▶ [THE TASK]:
Return every row below word for word, leaving out the pictures.

▶ [SOURCE DATA]:
[START]

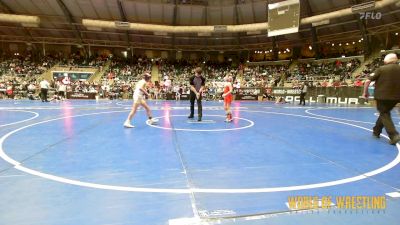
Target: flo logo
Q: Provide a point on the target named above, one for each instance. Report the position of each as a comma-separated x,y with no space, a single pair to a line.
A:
371,15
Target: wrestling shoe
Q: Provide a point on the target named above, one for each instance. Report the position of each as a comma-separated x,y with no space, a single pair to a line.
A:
376,135
394,140
127,124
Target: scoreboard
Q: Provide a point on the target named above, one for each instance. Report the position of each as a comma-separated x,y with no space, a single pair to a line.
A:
283,17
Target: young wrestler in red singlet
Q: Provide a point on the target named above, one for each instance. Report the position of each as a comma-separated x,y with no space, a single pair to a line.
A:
228,98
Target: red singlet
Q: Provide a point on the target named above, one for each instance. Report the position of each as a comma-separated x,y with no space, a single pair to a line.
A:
228,98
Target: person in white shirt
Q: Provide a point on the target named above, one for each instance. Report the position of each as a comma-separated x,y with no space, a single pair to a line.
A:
44,87
139,100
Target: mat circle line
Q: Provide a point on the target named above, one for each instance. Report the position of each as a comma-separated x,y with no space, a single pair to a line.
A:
21,121
251,123
17,165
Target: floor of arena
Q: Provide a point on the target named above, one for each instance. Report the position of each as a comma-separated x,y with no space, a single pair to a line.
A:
74,163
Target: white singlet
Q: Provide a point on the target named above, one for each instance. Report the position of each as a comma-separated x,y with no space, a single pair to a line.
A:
138,95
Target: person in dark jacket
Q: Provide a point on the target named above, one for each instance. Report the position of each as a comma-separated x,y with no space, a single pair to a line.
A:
197,83
387,95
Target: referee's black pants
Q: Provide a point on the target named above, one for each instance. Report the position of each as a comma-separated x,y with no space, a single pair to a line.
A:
385,120
192,98
43,93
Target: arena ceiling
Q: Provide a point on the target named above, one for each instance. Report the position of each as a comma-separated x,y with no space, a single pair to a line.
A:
61,22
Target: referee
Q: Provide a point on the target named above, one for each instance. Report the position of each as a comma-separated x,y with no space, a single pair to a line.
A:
387,95
197,83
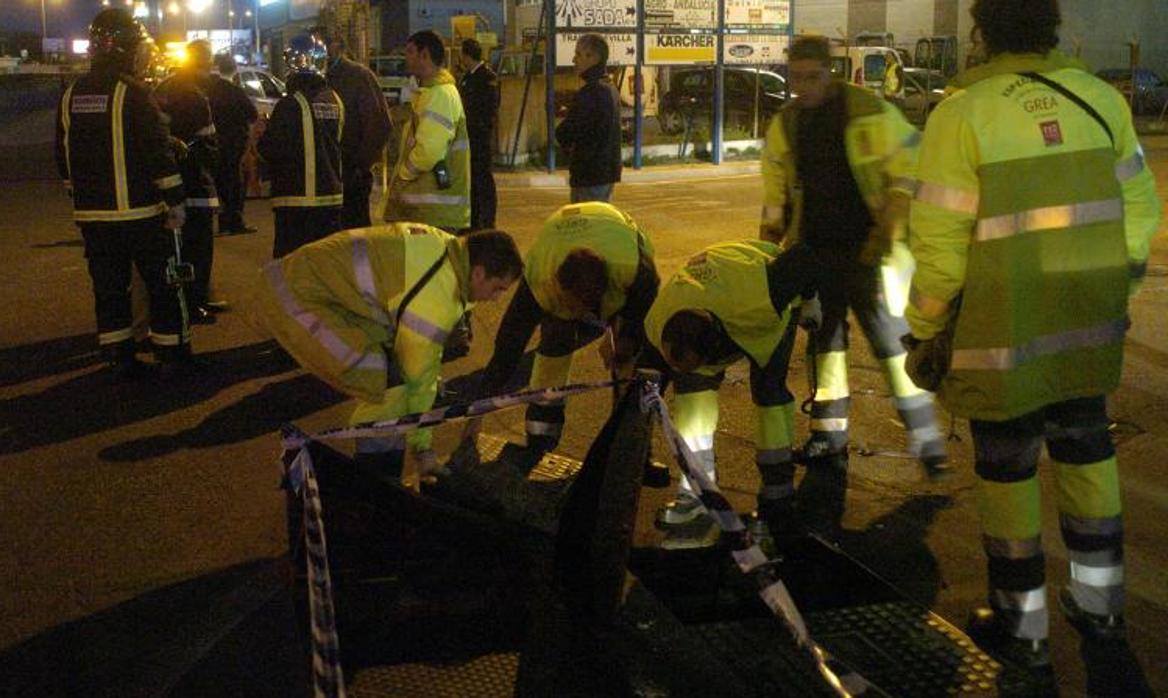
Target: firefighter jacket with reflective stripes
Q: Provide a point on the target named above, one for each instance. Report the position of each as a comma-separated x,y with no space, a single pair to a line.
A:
616,238
332,304
301,144
436,132
730,281
1031,214
113,149
882,153
185,102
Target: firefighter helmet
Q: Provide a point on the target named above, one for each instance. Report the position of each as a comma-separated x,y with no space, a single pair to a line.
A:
115,34
305,54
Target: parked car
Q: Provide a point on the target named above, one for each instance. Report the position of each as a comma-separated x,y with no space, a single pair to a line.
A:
690,96
923,91
1151,92
263,88
396,82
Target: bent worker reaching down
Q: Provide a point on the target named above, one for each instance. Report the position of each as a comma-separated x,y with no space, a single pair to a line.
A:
367,311
590,267
734,300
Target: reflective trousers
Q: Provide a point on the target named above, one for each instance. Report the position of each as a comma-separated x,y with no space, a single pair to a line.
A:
1089,510
110,250
695,414
862,288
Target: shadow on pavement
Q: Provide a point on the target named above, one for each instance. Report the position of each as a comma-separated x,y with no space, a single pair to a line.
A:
91,403
230,633
58,355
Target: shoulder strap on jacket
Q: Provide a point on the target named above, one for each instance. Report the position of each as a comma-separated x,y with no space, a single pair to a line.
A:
1065,92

[END]

▶ [EXERCISE OUTPUT]:
Target: flo logo
Q: Provide a point on the target named above, one for each instance. Report the position of each as a comma-separated x,y with no space, a single pair to a line.
A:
371,15
Target: wrestling shoe
Q: Provide a point on the target named above, one for each instance. Report the position of each as a comma-separated x,y with no space, a single pair to a line.
A:
376,135
394,140
127,124
Target: scoreboard
Q: Provide a point on the target named above, one for each instance. Report the position of each as a comma-separated x,y with no space, a single pair to a line.
A:
283,17
Target: young wrestler in red singlet
Q: Provide a point on the target named above, one for each instance. Report the position of each as a comma-separated x,y with no space, a single pair to a line.
A:
228,98
Target: red singlet
Q: Provide a point on the target named above, one for each instance. Report the position of each as a comma-separated x,y with no space, a single pair to a line.
A:
228,98
Target: person in white shirt
Q: Provide a point on the target named above, one for each instance. Report the position of each as a comma-separated x,y with no space, a single pair to a line.
A:
44,87
139,100
Target: mat circle line
Q: Provide a point on the target named above, one for each instance. Report the position of each as a comma-separated x,y with no space, a single pair to a line.
A:
21,121
251,123
17,165
Target: floor of arena
Q: Provide a point on the target named above, one for each instance. Report the position of each as a comma-separated x,y with no space, a single pair to a line.
A:
74,163
Target: white singlet
Q: Provide a point on the target named above, one for each instance. Report the position of each as a comma-separated x,y with no space, a single pair to a line.
A:
138,95
Target: person in dark jacket
Q: Provide a point on the target named above, one for each instance. Report the position of each as a comma-separated x,y with no space, a single pair to a line.
A:
197,83
387,95
Target: referee's black pants
Q: Provide a point on the target named above, one for each instance. Report the position of each as a comma-separated x,y with no space, a single pair to a line.
A:
385,120
192,98
43,93
Target: arena ceiling
Q: Provide a point on the target named above, one for each instance. Report the position of each as a comma-separated x,y with no space, a single pair to a line.
A:
61,22
Target: referee
Q: Provide a point on the target named above, one for each instance. Report the position of each as a comma-separated x,y with no space, a single pair to a line.
A:
387,95
197,83
Target: firefighter jacket with reflective stripes
Q: Provide a point on the target named above, one for each instance. Report the position of each as a comma-separated x,y with no space, a single pair to a line.
A:
616,238
332,304
301,144
436,132
730,281
1031,214
113,149
882,153
185,102
Target: firefighter helmet
Q: Provide a point on the target named above, one for each instance. Report the position of each as a comma-separated x,y with no space, a single pair to a line.
A:
115,34
305,54
Target: parked car
Q: Provide a point on the target named above, one for each instance. Report the position of each as a comma-separated x,y with no space, a single pair to a line.
A:
690,96
923,91
1151,92
263,88
396,82
Target: bent worker reaching down
Q: Provide a point on the target named above, one for each instance. Report the position of each as a comma-separated x,y with no space, a single pair to a line.
A:
367,311
590,267
734,300
Target: reflective trousers
Q: Provide a point on the target named above, one for each instance. Report the position of each as a comma-separated x,y with no space, a single pair to a line.
A:
1089,510
110,250
695,414
862,288
Target: shadow on pavement
Q: Provide a point on the target named above, one for each instance. Report the position of each as a comma-separated x,y with no space, a single pair to a line.
A:
91,403
230,633
58,355
Target: shoulder strap on jacket
Q: Provide a point on the target named above, one for each instance. Report the position of each as a comma-separated x,y with no space, a single pair to a line.
A:
1065,92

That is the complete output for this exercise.